#### Problems to solve
A) According to the tag change delegates text, when would you choose AnyCountChange instead of NewOrRemoved, and why?
B) In the tag change delegates text, which event type fires only when a tag's count goes from 0 to 1 or from 1 to 0?
C) Copy the tag change delegates text from "The EGameplayTagEventType controls" to "to track stacks.", swapping "fires" for "triggers".

#### Page text
______
Tag Change Delegates¶

Register a delegate on the ASC to be notified when a specific tag's count changes:

ASC->RegisterGameplayTagEvent(
    StunTag,
    EGameplayTagEventType::NewOrRemoved  // Only fires when count goes 0→1 or 1→0
).AddUObject(this, &AMyCharacter::OnStunTagChanged);

void AMyCharacter::OnStunTagChanged(const FGameplayTag Tag, int32 NewCount)
{
    if (NewCount > 0)
    {
        // Stun started — disable input, play stun animation
    }
    else
    {
        // Stun ended — re-enable input
    }
}

The EGameplayTagEventType controls when the delegate fires:

NewOrRemoved — fires only on transitions: tag goes from absent to present (0 to 1+) or present to absent (1+ to 0). This is usually what you want.
AnyCountChange — fires on every increment/decrement. Use this if you need to track stacks.
______
#### Listing
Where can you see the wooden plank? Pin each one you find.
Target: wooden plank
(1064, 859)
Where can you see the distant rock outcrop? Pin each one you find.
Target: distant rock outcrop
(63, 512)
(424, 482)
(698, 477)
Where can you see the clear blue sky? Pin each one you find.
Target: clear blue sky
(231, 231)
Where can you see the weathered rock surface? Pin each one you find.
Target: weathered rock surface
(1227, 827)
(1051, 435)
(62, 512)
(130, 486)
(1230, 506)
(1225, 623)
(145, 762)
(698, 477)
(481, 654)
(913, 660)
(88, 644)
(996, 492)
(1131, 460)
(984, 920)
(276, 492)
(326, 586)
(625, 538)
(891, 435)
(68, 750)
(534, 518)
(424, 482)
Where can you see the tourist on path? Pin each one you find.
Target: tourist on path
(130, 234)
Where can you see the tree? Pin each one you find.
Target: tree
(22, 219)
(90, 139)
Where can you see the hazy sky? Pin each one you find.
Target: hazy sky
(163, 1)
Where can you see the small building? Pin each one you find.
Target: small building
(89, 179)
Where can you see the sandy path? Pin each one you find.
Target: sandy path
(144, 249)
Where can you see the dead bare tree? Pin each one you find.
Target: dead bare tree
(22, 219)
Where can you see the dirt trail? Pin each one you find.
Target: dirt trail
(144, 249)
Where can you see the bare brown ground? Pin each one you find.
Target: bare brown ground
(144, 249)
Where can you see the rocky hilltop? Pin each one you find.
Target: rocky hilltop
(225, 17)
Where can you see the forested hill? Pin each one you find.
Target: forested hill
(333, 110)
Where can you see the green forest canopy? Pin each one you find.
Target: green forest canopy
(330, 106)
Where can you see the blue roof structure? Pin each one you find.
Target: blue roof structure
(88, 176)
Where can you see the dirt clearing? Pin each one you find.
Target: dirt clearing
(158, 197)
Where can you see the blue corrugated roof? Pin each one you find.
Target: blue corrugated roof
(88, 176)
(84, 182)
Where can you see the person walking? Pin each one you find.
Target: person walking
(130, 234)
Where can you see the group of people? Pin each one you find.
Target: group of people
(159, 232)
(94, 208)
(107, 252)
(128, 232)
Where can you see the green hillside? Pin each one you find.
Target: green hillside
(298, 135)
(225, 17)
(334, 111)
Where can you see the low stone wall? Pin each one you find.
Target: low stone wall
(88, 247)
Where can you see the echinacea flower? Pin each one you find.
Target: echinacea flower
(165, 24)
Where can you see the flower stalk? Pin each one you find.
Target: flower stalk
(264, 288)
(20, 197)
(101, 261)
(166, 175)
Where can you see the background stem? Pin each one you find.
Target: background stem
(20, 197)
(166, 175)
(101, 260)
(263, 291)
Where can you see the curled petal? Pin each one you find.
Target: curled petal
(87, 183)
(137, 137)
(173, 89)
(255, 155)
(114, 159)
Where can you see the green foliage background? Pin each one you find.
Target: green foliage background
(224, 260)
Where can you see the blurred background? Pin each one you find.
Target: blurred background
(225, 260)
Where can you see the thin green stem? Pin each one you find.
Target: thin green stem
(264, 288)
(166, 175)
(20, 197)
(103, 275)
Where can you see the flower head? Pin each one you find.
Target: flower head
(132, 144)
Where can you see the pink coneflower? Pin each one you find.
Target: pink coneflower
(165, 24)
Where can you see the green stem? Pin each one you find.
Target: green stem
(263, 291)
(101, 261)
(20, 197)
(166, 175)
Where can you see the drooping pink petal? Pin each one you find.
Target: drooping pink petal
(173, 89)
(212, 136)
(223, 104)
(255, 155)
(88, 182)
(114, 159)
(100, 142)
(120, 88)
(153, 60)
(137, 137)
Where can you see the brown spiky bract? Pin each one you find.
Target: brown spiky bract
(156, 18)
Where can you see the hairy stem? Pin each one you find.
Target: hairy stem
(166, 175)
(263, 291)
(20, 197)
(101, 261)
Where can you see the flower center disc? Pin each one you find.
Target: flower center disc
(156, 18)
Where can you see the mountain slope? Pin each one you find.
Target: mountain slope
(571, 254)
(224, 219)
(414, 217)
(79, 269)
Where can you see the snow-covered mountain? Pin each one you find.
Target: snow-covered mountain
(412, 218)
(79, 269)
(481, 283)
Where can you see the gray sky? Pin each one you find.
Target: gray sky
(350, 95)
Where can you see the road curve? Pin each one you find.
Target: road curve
______
#### Solution list
A) Choose AnyCountChange when you need to track stacks. It fires on every increment or decrement of the tag's count. NewOrRemoved fires only when the tag goes from absent to present or from present to absent.

B) NewOrRemoved.

C)
The EGameplayTagEventType controls when the delegate triggers:

NewOrRemoved — triggers only on transitions: tag goes from absent to present (0 to 1+) or present to absent (1+ to 0). This is usually what you want.
AnyCountChange — triggers on every increment/decrement. Use this if you need to track stacks.